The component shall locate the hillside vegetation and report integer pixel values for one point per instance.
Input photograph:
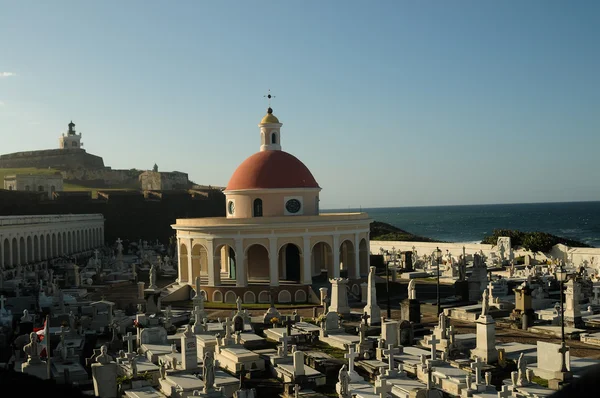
(384, 231)
(533, 241)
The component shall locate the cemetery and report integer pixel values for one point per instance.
(80, 331)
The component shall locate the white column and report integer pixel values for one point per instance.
(306, 276)
(273, 262)
(240, 264)
(212, 275)
(190, 268)
(179, 262)
(357, 255)
(336, 257)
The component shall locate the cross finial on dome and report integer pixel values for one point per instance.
(269, 96)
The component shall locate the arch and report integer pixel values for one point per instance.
(284, 297)
(217, 296)
(55, 245)
(290, 262)
(257, 259)
(249, 297)
(264, 297)
(363, 257)
(300, 296)
(22, 251)
(347, 260)
(322, 259)
(6, 253)
(183, 263)
(257, 208)
(230, 297)
(36, 248)
(199, 261)
(15, 252)
(224, 262)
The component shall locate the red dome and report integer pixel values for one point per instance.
(271, 169)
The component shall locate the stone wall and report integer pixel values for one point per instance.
(52, 158)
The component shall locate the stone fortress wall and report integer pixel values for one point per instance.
(52, 158)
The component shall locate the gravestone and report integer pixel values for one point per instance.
(238, 324)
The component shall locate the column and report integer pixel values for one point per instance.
(306, 276)
(190, 275)
(240, 264)
(336, 257)
(214, 278)
(357, 255)
(179, 262)
(273, 263)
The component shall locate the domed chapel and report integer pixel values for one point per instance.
(273, 238)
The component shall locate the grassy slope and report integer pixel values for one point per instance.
(67, 186)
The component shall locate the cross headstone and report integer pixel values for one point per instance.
(350, 356)
(476, 366)
(505, 392)
(365, 317)
(433, 341)
(284, 340)
(390, 354)
(382, 387)
(129, 338)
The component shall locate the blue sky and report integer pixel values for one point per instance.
(389, 103)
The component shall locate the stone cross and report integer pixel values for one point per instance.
(476, 366)
(505, 392)
(284, 340)
(228, 325)
(433, 341)
(390, 354)
(129, 338)
(350, 357)
(365, 317)
(381, 387)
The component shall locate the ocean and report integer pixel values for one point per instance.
(470, 223)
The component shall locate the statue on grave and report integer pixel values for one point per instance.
(26, 317)
(103, 358)
(412, 293)
(485, 303)
(238, 303)
(522, 370)
(208, 371)
(152, 277)
(31, 349)
(344, 381)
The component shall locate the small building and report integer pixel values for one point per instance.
(48, 183)
(71, 140)
(161, 181)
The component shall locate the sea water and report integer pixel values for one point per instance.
(471, 223)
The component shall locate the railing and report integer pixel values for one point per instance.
(47, 219)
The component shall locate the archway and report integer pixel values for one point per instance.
(183, 264)
(7, 253)
(257, 259)
(15, 251)
(36, 248)
(55, 246)
(225, 263)
(22, 251)
(363, 257)
(322, 259)
(347, 259)
(290, 263)
(199, 261)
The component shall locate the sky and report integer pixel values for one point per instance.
(389, 103)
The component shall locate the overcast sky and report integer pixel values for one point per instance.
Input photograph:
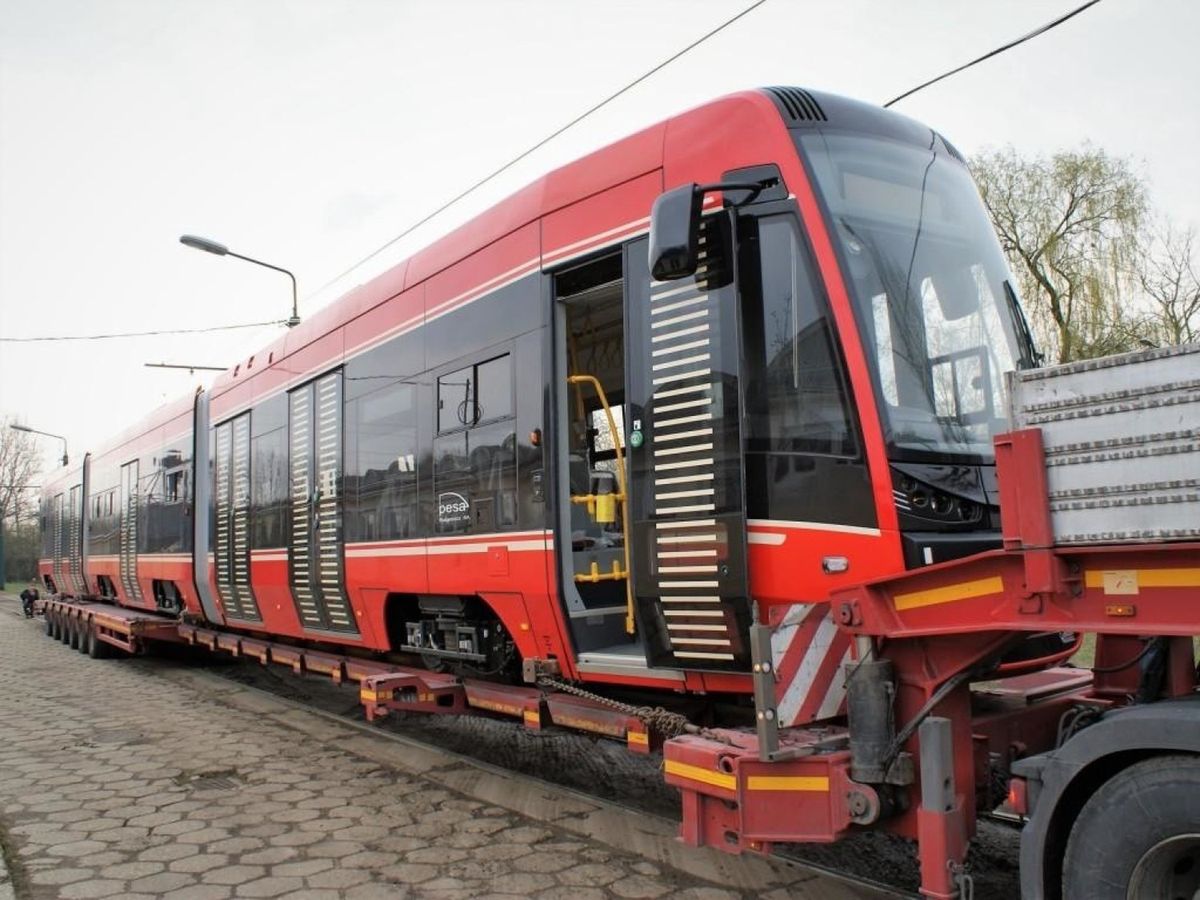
(310, 132)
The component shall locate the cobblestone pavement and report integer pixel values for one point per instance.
(135, 779)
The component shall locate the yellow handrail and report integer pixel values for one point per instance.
(622, 490)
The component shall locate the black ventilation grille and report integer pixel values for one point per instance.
(797, 105)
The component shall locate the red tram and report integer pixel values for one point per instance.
(409, 467)
(630, 449)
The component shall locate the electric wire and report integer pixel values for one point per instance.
(996, 52)
(141, 334)
(541, 143)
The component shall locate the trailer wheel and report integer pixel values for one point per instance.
(1139, 835)
(96, 648)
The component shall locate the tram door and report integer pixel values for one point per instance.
(75, 543)
(316, 550)
(127, 533)
(57, 532)
(231, 496)
(687, 474)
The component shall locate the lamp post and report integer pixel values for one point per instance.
(221, 250)
(66, 460)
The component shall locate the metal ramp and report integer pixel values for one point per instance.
(1121, 438)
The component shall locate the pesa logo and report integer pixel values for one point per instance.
(454, 510)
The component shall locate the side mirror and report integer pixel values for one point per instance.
(675, 225)
(675, 233)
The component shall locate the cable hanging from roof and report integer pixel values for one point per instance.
(541, 143)
(996, 52)
(141, 334)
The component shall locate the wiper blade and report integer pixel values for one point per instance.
(1030, 354)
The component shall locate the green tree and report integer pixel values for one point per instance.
(1071, 226)
(1169, 276)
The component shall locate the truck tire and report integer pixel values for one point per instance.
(1139, 834)
(96, 648)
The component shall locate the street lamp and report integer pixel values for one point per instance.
(221, 250)
(35, 431)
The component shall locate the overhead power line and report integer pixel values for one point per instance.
(541, 143)
(139, 334)
(996, 52)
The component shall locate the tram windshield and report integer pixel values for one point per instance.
(933, 293)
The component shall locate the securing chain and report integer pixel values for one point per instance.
(664, 721)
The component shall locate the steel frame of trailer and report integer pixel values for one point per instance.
(383, 687)
(936, 624)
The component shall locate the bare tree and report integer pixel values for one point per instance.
(1169, 275)
(1069, 225)
(19, 466)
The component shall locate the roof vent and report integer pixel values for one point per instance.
(797, 105)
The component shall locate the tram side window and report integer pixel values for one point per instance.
(797, 395)
(381, 483)
(474, 454)
(269, 487)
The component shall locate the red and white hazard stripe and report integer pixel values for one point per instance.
(809, 654)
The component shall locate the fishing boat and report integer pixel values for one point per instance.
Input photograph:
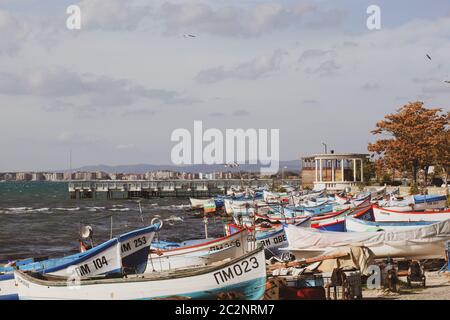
(358, 225)
(241, 278)
(415, 203)
(127, 253)
(199, 252)
(385, 214)
(336, 221)
(199, 203)
(426, 242)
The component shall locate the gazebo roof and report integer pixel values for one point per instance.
(338, 156)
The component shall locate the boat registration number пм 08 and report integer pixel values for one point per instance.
(225, 245)
(236, 270)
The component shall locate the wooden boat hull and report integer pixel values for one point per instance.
(127, 252)
(385, 214)
(209, 251)
(242, 278)
(199, 203)
(8, 287)
(358, 225)
(426, 242)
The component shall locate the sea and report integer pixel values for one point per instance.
(38, 219)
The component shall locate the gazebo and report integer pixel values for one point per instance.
(332, 171)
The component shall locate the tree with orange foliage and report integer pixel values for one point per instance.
(414, 138)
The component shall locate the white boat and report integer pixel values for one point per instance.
(125, 254)
(427, 242)
(242, 278)
(415, 203)
(205, 252)
(359, 225)
(199, 203)
(385, 214)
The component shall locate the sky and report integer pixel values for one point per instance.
(115, 90)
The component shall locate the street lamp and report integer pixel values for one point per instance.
(325, 145)
(282, 174)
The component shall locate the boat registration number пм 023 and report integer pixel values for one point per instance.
(236, 270)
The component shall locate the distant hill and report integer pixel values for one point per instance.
(293, 165)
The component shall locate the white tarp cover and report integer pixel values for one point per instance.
(358, 257)
(304, 238)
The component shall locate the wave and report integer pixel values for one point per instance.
(120, 209)
(68, 209)
(20, 209)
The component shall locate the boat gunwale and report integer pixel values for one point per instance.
(374, 206)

....

Pictures are not part of the copy; retype all the other material exactly.

The component shall locate the hillside vegetation and report integer pixel values for one point per instance.
Input photograph:
(384, 231)
(533, 241)
The component shall locate the cemetery and report integer pixel values for one point per instance.
(80, 331)
The component shall locate the white column and report integer pixel values for one point per instance.
(306, 276)
(273, 262)
(240, 264)
(212, 275)
(190, 268)
(179, 262)
(357, 255)
(336, 257)
The component shall locate the cross finial on dome and report integer pixel values for one point per instance.
(269, 96)
The component shall locate the arch and report integer pixel values for one point per instance.
(284, 297)
(217, 296)
(55, 245)
(290, 262)
(257, 259)
(249, 297)
(264, 297)
(363, 257)
(300, 296)
(22, 251)
(347, 260)
(322, 259)
(6, 253)
(183, 263)
(257, 208)
(230, 297)
(36, 248)
(199, 261)
(15, 252)
(224, 262)
The component shall locate the red dome and report integer pixel values for one point per instance.
(271, 169)
The component shall locate the stone wall and report integer pixel values for one point per instance.
(52, 158)
The component shall locate the stone fortress wall and report integer pixel values for one point per instance.
(52, 158)
The component shall locate the gravestone and report integer pixel values for one point per instance.
(238, 324)
The component shall locate the column and report integer pixel values for one point per instance.
(306, 276)
(190, 275)
(240, 264)
(336, 257)
(214, 278)
(357, 255)
(179, 262)
(273, 263)
The component shall locate the domed chapel and report integer pixel values for one point per instance.
(273, 238)
The component shall locate the grassy slope and report integer pixel values for one point per instance.
(67, 186)
The component shall locate the cross headstone and report integer pixel values for one point per instance.
(350, 356)
(476, 366)
(505, 392)
(365, 317)
(433, 341)
(284, 340)
(390, 354)
(382, 387)
(129, 338)
The component shall locate the blue sky and report integer pixel values for one point per instance.
(389, 103)
The component shall locate the stone cross and report integer pixel values for one point per instance.
(476, 366)
(505, 392)
(284, 340)
(228, 325)
(433, 341)
(390, 354)
(129, 338)
(350, 357)
(365, 317)
(381, 387)
The component shall locate the ocean and report integer pixel values for one point per instance.
(470, 223)
The component shall locate the statue on grave and report integer pixel values for one point per instance.
(26, 317)
(103, 358)
(412, 293)
(485, 303)
(238, 303)
(522, 370)
(208, 371)
(152, 277)
(31, 349)
(344, 381)
The component shall locate the small building and report integer pixel values for one point per instance.
(48, 183)
(71, 140)
(161, 181)
The component shall locate the sea water and report integer pixel values for one point per instance.
(471, 223)
The component shall locate the railing and report integer pixel values for one point per instance.
(47, 219)
The component shall locate the archway and report integer pixel values for one point per instance.
(183, 264)
(7, 253)
(257, 259)
(15, 251)
(36, 248)
(55, 246)
(225, 263)
(22, 251)
(363, 257)
(322, 259)
(347, 259)
(290, 263)
(199, 261)
The component shall locate the sky and report integer pixel values for one point per instance.
(389, 103)
The component shall locate the overcast sky and report integer pixel values for one point per instance.
Input photograph:
(310, 132)
The component shall locate the cobblestone pavement and report integer pixel values for one point per instance.
(135, 779)
The component shall locate the yellow handrail and report integer pixel values for one point per instance.
(622, 490)
The component shall locate the black ventilation grille and report integer pixel values for one point per instance.
(797, 105)
The component shall locate the red tram and report integer pixel values for one point per instance.
(409, 467)
(630, 449)
The component shall locate the electric wire and report integer pixel values for one point per instance.
(996, 52)
(141, 334)
(541, 143)
The component shall locate the trailer wheel and report integer pixel values for one point per instance.
(1139, 835)
(96, 648)
The component shall locate the tram door and report integer pixel values for one point per instance.
(75, 543)
(316, 550)
(127, 533)
(57, 532)
(231, 496)
(687, 474)
The component shall locate the lamp post and report integer pixel values for one point per instance.
(221, 250)
(66, 460)
The component shall locate the metal ramp and report integer pixel values for one point per instance.
(1121, 438)
The component shall locate the pesa logo and report integer pixel values for one point per instance.
(454, 510)
The component shall locate the side mirror and report integer pixel values for one point per instance.
(675, 225)
(675, 233)
The component shall locate the cable hanging from roof and report integer pixel values for one point per instance.
(541, 143)
(996, 52)
(141, 334)
The component shall locate the wiper blade and report integer pixel values for one point per instance.
(1030, 354)
The component shall locate the green tree and report integer pixel values for one point per instance.
(1071, 226)
(1169, 276)
The component shall locate the truck tire and report integer pixel values for one point per instance.
(1139, 834)
(96, 648)
The component shall locate the street lamp and report integer pixel values for one point per instance.
(221, 250)
(35, 431)
The component shall locate the overhead power line and report integer pixel values for one point per instance.
(541, 143)
(139, 334)
(996, 52)
The component shall locate the tram windshield and report integer pixel values for one point per instance.
(933, 293)
The component shall locate the securing chain and report integer pixel values for one point per instance.
(664, 721)
The component shall locate the steel frame of trailer and report integer pixel values for one point per instance.
(383, 687)
(936, 624)
The component shall locate the bare tree and report integer pixel values for one point per instance.
(1169, 275)
(1069, 225)
(19, 466)
The component shall locate the roof vent and report integer pixel values for one point per instance.
(797, 105)
The component shall locate the tram side window and report integer pixel values for one point per instance.
(797, 395)
(381, 483)
(474, 454)
(269, 487)
The component shall locate the red and white hazard stripe and report integer pixel values for one point per instance.
(809, 654)
The component shall locate the fishing boat and report integer pixel values for one point per instance.
Input photograph:
(358, 225)
(241, 278)
(415, 203)
(127, 253)
(199, 252)
(385, 214)
(336, 221)
(199, 203)
(426, 242)
The component shall locate the gazebo roof and report integer pixel values for one point per instance.
(338, 156)
The component shall locate the boat registration number пм 08 and report integer pixel values for one point per instance.
(225, 245)
(236, 270)
The component shall locate the wooden boat hull and report integer pixel values for one point per instance.
(127, 252)
(385, 214)
(209, 251)
(242, 278)
(199, 203)
(8, 287)
(358, 225)
(426, 242)
The component shall locate the sea and report integer pixel values for one point per instance.
(38, 219)
The component shall locate the gazebo and report integer pixel values for one point per instance.
(332, 171)
The component shall locate the tree with orange foliage and report integer pixel values for one point per instance.
(414, 138)
The component shall locate the white boat and report integer pixel values for one point per instance.
(125, 254)
(427, 242)
(242, 278)
(415, 203)
(205, 252)
(359, 225)
(199, 203)
(385, 214)
The component shall locate the sky and report integer pixel values for one point per instance.
(115, 90)
The component shall locate the street lamp and report integer pixel values for one point per instance.
(325, 145)
(282, 174)
The component shall locate the boat registration number пм 023 and report integer pixel values for one point per instance.
(236, 270)
The component shall locate the distant hill and report integer pixel values for one point per instance.
(293, 165)
The component shall locate the white tarp cover and report integer pixel values for one point per instance.
(358, 257)
(304, 238)
The component shall locate the wave and report integer pixel values for one point per instance.
(120, 209)
(68, 209)
(20, 209)
The component shall locate the boat gunwale and report integer pixel values for one point per instance.
(374, 206)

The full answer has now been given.